▶ [OBJETIVO DA TAREFA]: Segundo o excerto sobre os sírios, porque é que as pessoas dizem as maiores barbaridades em sítios públicos e conversas circunstanciais? Responda, por favor, em uma a três frases.

▶ [EXCERTO DA PÁGINA]:
_____
Essa fatia de gente igual a nós: os Sírios
É em sítios públicos e conversas circunstanciais que as pessoas dizem as maiores barbaridades. Sentem assim uma espécie de liberdade inusitada, que os leva a dizer o que pensam e raramente admitem. Como ninguém se preocupa muito em debater ideias parvas tidas em conversas circunstancias de café ou transportes públicos, as pessoas vão atirando para o ar o que lhes vêm à cabeça, na esperança de que alguma alma com pouco juízo crítico concorde. E devem sentir-se muito felizes neste exercício egocêntrico que é expor as fabulosas opiniões por mais ridículas que sejam.
Deslocando o tema deste texto para outro tema completamente diferente que mais à frente se há-de ligar ao primeiro. Quando as pessoas viram aquela criança Síria morta à beira mar, ficaram em choque. Um murro nos estômago difícil de descrever. Eu, confesso, a primeira vez que vi a imagem não percebi ao certo do que se tratava. Havia ali qualquer coisa que não batia certo. E quando me apercebi exatamente do que se tratava, fiquei ali uns instantes a remar contra o que os meus olhos viam, como se fosse possível a imagem ter outro significado que não aquele. As pessoas fungaram lágrimas contidas em frente à televisão, mudaram de canal, fecharam à pressa a página da Internet em questão. Ás vezes a imagem que as despertava para aquela realidade tão dura que afinal está aqui tão perto vinha a mente. E as pessoas lá se lembravam daquela gente toda, coitadinha, que atravessava o oceano e que morria para fugir à guerra. Crianças incluídas, pobrezinhas.
Essas mesmas pessoas que tantas vezes se lembraram das criancinhas Sírias, que sentadas no café ou amparando-se a um poste no autocarro iam verbalizando palavras várias sempre munidas do diminutivo como um apêndice, agora tecem comentários vários, desta feita para insultar esses Sírios que vêm para aí tirar o que é nosso. Morressem lá todos pelo mar. Que se mantivessem longe. Que isso é gente pior que os ciganos. Que ficassem lá na terra deles em vez de virem para cá. E de repente, não sei que é feito de toda aquela comiseração que iam acenando como uma bandeira. E mete-me uma aflição desgraçada pensar que há pessoas que não só lhes passa isto pela cabeça como vão verbalizando. E há umas quantas outras, desprovidas certamente de qualquer raciocínio, que vão acenando e dizendo que sim. E eu questiono-me se algumas delas pensou que nascer na Síria, nascer no Zimbabué ou nascer na Austrália é uma coisa palpável que se traduz nos genes e é capaz de distorcer e moldar a personalidade de tal forma. Se o sítio onde se nasce é assim tão importante ao ponto de tornar alguém um delinquente, só porque teve o azar de nascer com as coordenadas geográficas. Eu questiono-me sequer, se essas pessoas já equacionaram remotamente o terror que deve ser para aquela gente fugir da guerra. Eu sei, que no meio daquelas pessoas provavelmente não vêm só pessoas inocentes, mas li algures num artigo, qualquer coisa muito similar a que "prefiro morrer num atentado bombista a ficar com o peso na consciência de que não estendi a mão àquelas pessoas".
_____
▶ [Dados de localização com um ponto por instância]:
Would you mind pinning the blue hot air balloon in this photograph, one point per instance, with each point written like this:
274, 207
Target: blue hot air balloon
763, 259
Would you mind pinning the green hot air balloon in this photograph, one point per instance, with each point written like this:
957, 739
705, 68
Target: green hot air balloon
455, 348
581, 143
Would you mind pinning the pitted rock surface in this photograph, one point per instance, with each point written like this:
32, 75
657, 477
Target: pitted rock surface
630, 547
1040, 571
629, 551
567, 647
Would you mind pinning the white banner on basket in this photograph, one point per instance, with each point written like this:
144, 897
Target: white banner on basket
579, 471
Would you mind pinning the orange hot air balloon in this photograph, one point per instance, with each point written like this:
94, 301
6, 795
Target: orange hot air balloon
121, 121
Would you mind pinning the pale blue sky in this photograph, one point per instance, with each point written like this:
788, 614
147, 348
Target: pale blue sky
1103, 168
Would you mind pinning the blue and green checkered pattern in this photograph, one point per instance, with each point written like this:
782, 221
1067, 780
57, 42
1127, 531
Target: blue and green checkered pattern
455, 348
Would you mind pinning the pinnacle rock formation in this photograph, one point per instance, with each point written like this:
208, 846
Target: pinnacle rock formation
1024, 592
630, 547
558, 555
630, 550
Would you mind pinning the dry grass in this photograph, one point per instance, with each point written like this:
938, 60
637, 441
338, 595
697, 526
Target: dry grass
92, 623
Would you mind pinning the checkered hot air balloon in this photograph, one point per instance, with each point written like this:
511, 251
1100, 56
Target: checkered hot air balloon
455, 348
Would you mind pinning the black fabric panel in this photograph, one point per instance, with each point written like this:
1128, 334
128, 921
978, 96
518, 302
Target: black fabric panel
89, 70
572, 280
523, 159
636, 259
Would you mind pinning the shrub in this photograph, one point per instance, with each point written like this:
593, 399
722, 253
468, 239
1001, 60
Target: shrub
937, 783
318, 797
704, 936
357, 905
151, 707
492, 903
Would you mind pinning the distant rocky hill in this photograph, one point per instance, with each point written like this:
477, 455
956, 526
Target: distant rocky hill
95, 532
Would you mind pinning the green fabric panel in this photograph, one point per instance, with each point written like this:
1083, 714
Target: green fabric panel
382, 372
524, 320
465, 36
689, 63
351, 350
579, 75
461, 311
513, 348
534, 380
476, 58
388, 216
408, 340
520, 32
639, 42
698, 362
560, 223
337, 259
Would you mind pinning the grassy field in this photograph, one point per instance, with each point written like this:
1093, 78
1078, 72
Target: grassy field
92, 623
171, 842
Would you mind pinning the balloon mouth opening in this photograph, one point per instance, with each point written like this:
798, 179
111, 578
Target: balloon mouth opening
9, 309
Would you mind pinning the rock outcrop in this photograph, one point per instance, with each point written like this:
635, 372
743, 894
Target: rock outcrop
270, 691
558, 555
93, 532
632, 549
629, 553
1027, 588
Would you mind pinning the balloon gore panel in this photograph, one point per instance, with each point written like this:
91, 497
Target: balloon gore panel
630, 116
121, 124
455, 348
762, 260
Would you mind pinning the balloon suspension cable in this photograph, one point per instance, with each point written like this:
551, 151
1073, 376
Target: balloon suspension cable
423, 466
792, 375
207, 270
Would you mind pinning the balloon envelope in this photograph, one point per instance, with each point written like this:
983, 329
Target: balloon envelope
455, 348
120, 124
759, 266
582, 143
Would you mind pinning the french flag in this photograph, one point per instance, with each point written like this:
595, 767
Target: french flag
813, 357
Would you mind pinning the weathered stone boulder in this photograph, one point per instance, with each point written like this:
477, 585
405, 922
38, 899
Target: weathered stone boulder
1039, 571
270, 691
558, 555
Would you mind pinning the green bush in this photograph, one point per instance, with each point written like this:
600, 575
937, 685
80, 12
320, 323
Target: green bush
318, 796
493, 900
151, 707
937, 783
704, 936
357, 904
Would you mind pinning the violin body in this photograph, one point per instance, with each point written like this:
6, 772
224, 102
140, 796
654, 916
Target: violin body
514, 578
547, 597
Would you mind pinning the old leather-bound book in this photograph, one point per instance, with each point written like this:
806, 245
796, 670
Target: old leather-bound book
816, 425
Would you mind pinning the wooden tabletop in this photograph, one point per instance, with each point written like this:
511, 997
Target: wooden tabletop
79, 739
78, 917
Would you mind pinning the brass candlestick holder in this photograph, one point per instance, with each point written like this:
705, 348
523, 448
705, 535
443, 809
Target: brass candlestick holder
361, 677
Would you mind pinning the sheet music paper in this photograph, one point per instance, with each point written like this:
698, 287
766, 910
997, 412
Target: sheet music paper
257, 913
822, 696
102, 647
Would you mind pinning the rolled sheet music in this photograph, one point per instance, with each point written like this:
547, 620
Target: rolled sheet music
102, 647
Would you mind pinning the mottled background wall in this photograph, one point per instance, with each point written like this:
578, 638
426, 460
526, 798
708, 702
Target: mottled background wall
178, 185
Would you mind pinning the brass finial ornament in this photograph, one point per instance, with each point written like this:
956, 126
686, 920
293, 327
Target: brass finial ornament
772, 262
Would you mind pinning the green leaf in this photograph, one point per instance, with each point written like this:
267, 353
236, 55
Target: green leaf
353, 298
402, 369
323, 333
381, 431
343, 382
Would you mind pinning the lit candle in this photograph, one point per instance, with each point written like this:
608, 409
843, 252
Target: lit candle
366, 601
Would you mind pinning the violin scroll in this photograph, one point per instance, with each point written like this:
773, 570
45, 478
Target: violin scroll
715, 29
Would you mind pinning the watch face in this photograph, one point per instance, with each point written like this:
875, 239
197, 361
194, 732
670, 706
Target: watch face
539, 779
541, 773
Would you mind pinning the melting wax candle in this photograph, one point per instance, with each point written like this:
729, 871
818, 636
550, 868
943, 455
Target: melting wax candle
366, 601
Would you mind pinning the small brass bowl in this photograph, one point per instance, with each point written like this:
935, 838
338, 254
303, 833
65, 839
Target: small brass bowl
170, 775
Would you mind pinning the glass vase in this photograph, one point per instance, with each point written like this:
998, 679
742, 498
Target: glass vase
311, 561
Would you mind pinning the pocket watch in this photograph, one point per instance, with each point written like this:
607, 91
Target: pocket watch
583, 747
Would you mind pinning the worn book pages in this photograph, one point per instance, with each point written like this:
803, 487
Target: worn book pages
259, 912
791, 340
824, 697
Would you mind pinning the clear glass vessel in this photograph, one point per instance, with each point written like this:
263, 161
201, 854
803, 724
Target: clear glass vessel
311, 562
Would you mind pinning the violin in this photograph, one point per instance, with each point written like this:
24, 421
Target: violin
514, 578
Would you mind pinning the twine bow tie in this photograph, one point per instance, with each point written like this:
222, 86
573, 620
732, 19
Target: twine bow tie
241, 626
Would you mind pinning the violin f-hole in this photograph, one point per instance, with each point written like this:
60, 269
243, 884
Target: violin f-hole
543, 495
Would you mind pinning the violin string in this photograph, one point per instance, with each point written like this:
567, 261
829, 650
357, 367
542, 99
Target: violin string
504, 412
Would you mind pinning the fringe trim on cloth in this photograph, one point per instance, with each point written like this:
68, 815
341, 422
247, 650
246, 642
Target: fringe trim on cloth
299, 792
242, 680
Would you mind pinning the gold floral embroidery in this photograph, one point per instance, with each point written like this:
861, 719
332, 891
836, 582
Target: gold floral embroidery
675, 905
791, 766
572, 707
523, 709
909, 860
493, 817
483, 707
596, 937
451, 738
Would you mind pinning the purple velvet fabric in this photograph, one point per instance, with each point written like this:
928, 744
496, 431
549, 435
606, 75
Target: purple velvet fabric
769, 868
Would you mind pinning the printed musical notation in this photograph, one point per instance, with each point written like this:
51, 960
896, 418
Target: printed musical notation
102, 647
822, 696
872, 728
_____
▶ [RESOLUÇÃO DO PROBLEMA]: Nesses contextos sentem uma espécie de liberdade inusitada, que as leva a dizer o que pensam e raramente admitem. Como ninguém se preocupa muito em debater ideias parvas tidas em conversas de café ou nos transportes públicos, vão atirando para o ar o que lhes vem à cabeça, na esperança de que alguém com pouco juízo crítico concorde.